Cathy O’Neil’s Weapons of Math Destruction: How Big Data Increases Inequality and Threatens Democracy

Author

Jason Collins

Published

August 22, 2017

In her interesting Weapons of Math Destruction: How Big Data Increases Inequality and Threatens Democracy, Cathy O’Neil defines Weapons of Math Destruction based on three criteria - opacity, unfairness and scale.

Opacity makes it hard to assess the fairness of mathematical models (I’ll use the term algorithms through most of this post), and it facilitates (or might even be a key component of) an algorithm’s effectiveness if it relies on naive subjects. “These bonds have been rated by maths geniuses - buy them.” Unfairness relates to whether the algorithm operates in the interest of the modelled subject. Scale is not just that algorithms can affect large numbers of people. Scale can also lead to the establishment of norms that do not allow anyone to escape the operation of the algorithm.

These three factors are common across most of the problematic algorithms O’Neil discusses, and she makes a strong and persuasive case that many algorithms could be developed or used better. But the way she combines many of her points, together with her politics, often makes it unclear what exactly the problem is or what potential solutions could (should) be.

A distinction that might have made this clearer (or at least that I found useful) is between algorithms that don’t do what the developer intends, algorithms working as intended but that have poor consequences for those on the wrong side of their application, and algorithms that have unintended consequences once released into the wild. The first is botched math, the second is math done well to the detriment of others, while the third is good or bad math with naive application.

For this post I am going to break O’Neil’s case into these three categories.

Math done poorly

When it comes to the botched math, O’Neil is at her best. Her tale of teacher scoring algorithms in Washington DC is a case where the model is not helping anyone. Teachers were scored based on the deviations of student test scores from those predicted by models of the students. The bottom 2% to 5% of teachers were fired. But the combination of modelled target student scores and small classrooms made the scoring of teachers little better than random. There was almost no correlation in a teacher’s scores from one year to the next.

- Entries shown -
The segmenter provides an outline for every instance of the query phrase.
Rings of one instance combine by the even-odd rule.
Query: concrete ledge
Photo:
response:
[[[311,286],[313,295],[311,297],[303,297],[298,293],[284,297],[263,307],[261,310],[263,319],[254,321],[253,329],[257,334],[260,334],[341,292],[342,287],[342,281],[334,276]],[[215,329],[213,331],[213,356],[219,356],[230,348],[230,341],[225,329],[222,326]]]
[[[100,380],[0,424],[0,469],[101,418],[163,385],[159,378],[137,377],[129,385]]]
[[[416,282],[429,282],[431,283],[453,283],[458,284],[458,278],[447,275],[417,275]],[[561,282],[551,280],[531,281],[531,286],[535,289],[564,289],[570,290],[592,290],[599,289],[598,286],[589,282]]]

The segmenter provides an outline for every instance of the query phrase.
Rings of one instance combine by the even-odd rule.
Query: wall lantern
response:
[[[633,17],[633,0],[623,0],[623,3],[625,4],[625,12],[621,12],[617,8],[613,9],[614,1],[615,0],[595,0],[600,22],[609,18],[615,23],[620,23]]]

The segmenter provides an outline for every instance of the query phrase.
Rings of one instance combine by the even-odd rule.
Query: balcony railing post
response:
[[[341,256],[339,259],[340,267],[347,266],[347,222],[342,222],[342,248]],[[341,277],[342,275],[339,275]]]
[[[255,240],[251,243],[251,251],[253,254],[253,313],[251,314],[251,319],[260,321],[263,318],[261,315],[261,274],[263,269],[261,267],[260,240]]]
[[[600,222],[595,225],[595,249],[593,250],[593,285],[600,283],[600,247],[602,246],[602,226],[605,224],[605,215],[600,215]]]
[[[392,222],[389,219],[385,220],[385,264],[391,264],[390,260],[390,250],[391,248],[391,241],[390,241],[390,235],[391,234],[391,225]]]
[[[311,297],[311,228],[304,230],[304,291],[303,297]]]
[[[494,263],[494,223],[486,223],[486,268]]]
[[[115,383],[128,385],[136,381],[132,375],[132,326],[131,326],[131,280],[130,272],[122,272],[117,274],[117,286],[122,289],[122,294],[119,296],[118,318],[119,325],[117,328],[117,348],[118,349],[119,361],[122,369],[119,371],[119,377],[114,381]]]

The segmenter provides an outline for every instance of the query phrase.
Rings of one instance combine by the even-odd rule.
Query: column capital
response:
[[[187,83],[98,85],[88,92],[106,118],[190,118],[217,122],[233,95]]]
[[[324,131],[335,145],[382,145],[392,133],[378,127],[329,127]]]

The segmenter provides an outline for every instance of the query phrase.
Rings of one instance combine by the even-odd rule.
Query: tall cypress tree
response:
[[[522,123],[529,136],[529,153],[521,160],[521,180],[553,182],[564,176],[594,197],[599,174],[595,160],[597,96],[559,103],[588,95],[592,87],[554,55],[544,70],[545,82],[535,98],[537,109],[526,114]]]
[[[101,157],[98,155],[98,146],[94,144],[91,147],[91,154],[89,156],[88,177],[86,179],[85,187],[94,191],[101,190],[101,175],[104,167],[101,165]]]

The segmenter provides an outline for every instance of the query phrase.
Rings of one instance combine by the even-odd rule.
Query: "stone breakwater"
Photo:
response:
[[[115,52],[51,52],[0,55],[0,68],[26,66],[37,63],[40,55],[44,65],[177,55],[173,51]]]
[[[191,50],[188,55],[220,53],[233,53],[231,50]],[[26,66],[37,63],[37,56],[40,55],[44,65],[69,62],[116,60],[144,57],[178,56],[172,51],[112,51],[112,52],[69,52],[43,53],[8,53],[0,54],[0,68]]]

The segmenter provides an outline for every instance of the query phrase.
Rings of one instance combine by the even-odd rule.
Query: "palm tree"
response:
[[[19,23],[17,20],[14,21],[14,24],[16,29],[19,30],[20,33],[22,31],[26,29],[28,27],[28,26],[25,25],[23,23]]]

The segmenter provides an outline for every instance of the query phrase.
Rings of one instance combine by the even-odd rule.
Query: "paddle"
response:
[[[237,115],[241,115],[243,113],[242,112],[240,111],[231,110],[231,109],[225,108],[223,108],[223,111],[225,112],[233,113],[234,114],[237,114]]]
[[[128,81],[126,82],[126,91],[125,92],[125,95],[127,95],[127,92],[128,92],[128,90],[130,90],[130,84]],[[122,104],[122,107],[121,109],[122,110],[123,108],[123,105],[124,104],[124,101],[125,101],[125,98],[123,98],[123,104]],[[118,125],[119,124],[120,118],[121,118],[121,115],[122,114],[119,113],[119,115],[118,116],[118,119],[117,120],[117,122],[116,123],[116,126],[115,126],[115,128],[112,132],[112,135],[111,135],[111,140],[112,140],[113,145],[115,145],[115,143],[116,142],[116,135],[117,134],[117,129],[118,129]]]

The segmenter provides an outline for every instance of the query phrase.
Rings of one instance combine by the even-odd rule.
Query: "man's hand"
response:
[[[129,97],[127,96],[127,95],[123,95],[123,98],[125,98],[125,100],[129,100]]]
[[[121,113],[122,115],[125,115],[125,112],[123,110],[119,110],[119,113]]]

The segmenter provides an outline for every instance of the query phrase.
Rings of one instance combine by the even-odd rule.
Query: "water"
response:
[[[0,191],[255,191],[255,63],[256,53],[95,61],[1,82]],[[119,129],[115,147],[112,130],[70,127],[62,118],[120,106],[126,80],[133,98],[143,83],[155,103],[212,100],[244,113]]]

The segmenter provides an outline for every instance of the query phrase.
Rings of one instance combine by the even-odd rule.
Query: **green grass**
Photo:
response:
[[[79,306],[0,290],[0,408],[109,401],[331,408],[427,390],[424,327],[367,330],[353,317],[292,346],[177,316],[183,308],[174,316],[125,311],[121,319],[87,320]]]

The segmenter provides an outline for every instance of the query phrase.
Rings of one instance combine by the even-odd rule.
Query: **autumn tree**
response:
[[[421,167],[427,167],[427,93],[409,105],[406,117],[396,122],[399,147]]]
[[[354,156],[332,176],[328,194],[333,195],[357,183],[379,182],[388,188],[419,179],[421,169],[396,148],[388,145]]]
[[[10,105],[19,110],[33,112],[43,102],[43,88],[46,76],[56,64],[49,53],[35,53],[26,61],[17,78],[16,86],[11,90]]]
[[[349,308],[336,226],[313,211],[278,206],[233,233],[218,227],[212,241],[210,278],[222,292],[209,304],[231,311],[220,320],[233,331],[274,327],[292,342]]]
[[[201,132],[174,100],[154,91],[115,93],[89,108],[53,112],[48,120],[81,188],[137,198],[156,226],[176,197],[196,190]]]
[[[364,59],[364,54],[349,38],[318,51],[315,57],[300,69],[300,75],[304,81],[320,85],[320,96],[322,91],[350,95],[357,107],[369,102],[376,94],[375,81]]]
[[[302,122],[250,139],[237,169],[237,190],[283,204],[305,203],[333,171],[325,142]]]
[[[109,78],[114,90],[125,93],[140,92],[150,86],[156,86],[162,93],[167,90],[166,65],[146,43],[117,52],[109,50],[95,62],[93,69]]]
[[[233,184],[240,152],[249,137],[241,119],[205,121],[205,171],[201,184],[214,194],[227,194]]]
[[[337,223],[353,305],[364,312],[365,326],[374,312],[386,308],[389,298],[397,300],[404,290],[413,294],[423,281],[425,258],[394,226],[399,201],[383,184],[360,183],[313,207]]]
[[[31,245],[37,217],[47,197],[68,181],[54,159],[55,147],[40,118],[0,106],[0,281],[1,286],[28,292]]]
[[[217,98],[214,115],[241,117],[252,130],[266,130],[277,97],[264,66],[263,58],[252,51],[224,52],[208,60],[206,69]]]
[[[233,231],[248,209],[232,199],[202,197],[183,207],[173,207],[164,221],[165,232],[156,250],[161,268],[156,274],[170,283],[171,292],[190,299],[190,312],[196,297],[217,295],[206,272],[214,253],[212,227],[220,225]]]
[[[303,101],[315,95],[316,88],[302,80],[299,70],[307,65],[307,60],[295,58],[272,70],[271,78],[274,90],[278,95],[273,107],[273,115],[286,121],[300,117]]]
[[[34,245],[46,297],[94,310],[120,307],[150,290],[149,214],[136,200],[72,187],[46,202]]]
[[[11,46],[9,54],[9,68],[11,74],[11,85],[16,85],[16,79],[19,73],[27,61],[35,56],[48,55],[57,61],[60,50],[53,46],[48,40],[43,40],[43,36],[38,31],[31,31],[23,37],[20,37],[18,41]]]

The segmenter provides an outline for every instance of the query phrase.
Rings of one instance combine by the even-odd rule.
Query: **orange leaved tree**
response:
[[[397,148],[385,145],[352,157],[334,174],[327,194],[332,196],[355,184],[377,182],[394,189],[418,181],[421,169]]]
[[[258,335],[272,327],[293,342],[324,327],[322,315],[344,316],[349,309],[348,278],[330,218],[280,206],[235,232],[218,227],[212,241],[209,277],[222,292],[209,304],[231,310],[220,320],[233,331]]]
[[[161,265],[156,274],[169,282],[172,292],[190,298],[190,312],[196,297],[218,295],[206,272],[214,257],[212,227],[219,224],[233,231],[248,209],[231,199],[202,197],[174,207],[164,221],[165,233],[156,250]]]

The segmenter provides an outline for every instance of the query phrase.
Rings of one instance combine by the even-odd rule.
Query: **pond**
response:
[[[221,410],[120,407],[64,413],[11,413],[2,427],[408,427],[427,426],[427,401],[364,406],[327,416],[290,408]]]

- Objectives -
- A) Return the passage of the Weapons of Math Destruction review from "When it comes" to "to the next.", copied word for word.
- B) Resume the Weapons of Math Destruction review after its final sentence.

- Answers to the problems -
- A)
When it comes to the botched math, O’Neil is at her best. Her tale of teacher scoring algorithms in Washington DC is a case where the model is not helping anyone. Teachers were scored based on the deviations of student test scores from those predicted by models of the students. The bottom 2% to 5% of teachers were fired. But the combination of modelled target student scores and small classrooms made the scoring of teachers little better than random. There was almost no correlation in a teacher’s scores from one year to the next.

- B)
Her critique of the way many models are developed is also important. Are we checking the model is working, rather than just assuming that the teachers we fired are the right ones? She contrasts the effort typically spent testing a recidivism model (for use in determining prison sentences) to the way Amazon learns about its customers. Amazon doesn’t simply develop a single “recidivism score” equivalent and take that as determinative. Instead they continue to test and learn as much as they can about their interactions with customers to make the best models they can.

The solutions to the botched math are simpler (at least in theory) than many of the other problems she highlights. The teacher scoring models simply require someone with competence to consider what it is they might want to care about and measure, and if it can be done, work out whether it can be done in a statistically meaningful way. If it can’t, so be it. The willingness to concede that they can’t develop a meaningful model is important if that is the case, particularly if it is designed to inform high-stakes decisions. Similarly, recidivism scoring algorithms should be subject to constant scrutiny.

But this raises the question of how you assess an algorithm. What is the appropriate benchmark? Perfection? Or the system it is replacing? At times O’Neil places a heavy focus on the errors of the algorithm, with little focus on the errors of the alternative - the humans it replaced. Many of O’Neil’s stories involve false positives, leading to a focus on the obvious algorithm errors, with the algorithm’s greater accuracy and the human errors unseen. A better approach might be to simply compare alternative approaches and see which is better, rather than having the human as the default. Once the superior alternative is selected, we also need to remain cognisant that the best option still might not be very good.

As O’Neil argues, some of the poor models would also be less harmful if they were transparent. People could pull the models apart and see whether they were working as intended. A still cleaner version might be to just release the data and let people navigate it themselves (e.g. education data), although this is not without problems. Whatever is the most salient way of sorting and ranking will become the new defacto model. If we don’t do it ourselves, someone will take that data and give us the ranking we crave.

Math done well (for the user anyhow)

When comes to math done well, O’Neil’s three limbs of the WMD definition - opacity, unfairness and scale - are a good description of the problems she sees. O’Neil’s critique is usually not so much about the maths, but the unfair use of the models for purposes such as targeting of the poor (think predatory advertising by private colleges or payday lenders) or treating workers as cogs in the machine through the use of scheduling software.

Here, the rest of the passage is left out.